#### [WHAT THIS TASK INVOLVES]
Will you copy the records below word for word, starting at their very first line and ending with the line that contains "246), (131, 237)]", including that line?

#### [EXTRACTED DATA]
☆ ☆ ☆ ☆ ☆ ☆ ☆
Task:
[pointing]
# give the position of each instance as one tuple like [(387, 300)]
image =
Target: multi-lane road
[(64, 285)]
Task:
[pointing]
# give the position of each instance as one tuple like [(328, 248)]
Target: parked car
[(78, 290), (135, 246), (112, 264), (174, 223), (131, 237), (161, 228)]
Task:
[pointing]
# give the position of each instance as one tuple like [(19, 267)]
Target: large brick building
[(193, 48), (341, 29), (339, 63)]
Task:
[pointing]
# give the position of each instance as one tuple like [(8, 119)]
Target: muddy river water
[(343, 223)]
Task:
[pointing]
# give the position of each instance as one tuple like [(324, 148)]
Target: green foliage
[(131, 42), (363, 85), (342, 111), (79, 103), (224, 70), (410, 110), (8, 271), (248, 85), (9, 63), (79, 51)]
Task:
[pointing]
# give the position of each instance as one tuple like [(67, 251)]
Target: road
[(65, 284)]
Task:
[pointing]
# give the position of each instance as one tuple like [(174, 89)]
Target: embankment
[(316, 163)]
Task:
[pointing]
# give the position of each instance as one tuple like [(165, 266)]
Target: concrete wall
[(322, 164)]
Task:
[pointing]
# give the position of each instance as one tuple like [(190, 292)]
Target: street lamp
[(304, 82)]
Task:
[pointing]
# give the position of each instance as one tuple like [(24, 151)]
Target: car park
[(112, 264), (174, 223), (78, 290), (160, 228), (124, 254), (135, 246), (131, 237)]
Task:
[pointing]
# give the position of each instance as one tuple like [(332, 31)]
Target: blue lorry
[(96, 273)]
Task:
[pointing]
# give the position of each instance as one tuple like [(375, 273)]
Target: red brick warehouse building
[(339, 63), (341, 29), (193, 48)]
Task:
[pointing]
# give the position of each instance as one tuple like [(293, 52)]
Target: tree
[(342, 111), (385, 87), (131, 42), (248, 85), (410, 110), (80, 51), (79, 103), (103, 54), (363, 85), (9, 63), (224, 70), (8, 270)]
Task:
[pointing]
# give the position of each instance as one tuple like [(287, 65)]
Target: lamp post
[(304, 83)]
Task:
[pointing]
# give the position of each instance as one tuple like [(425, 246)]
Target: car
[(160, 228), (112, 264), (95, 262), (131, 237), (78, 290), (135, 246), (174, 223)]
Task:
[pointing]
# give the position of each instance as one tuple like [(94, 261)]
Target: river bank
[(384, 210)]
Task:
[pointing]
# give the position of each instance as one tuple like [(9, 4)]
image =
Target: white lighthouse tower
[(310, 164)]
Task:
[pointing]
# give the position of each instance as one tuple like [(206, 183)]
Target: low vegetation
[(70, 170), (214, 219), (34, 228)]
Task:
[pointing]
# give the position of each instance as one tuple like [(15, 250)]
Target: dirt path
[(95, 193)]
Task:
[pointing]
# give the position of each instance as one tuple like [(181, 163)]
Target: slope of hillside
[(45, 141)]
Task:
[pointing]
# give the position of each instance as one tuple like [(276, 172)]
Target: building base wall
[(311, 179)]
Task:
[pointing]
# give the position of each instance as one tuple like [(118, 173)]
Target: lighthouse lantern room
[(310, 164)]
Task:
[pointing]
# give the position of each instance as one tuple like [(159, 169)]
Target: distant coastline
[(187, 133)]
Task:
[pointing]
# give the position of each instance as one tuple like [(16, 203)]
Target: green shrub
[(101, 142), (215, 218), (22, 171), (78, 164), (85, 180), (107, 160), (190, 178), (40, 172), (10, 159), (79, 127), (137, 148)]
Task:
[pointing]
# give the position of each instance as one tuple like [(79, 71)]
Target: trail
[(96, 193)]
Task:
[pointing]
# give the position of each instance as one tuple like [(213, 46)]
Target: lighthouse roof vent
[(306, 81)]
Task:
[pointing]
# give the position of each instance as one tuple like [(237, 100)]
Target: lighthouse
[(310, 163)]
☆ ☆ ☆ ☆ ☆ ☆ ☆
#### [TASK OUTPUT]
Task:
[pointing]
# give the position of each instance as one tuple like [(387, 300)]
image =
Target: multi-lane road
[(64, 285)]
Task:
[pointing]
# give the position of each instance as one tuple like [(328, 248)]
Target: parked car
[(78, 290), (135, 246), (112, 264), (174, 223), (131, 237), (161, 228)]
Task:
[pointing]
# give the position of each instance as one tuple like [(19, 267)]
Target: large brick building
[(193, 48), (341, 29), (339, 63)]
Task:
[pointing]
# give the position of each instance as one tuple like [(8, 119)]
Target: muddy river water
[(343, 223)]
Task:
[pointing]
# give the position of each instance as one tuple like [(324, 148)]
Target: green foliage
[(131, 42), (363, 85), (342, 111), (79, 103), (224, 70), (410, 110), (8, 271), (248, 85), (9, 63), (79, 51)]
Task:
[pointing]
# give the position of each instance as one tuple like [(67, 251)]
Target: road
[(65, 284)]
Task:
[pointing]
# give the position of each instance as one tuple like [(174, 89)]
Target: embankment
[(316, 163)]
Task:
[pointing]
# give the position of each instance as one tuple like [(165, 266)]
Target: concrete wall
[(322, 164)]
Task:
[pointing]
# give the position of each instance as one tuple like [(190, 292)]
Target: street lamp
[(304, 82)]
Task:
[pointing]
# give the position of each instance as one tuple like [(24, 151)]
Target: car park
[(112, 264), (174, 223), (78, 290), (160, 228), (124, 254), (135, 246), (131, 237)]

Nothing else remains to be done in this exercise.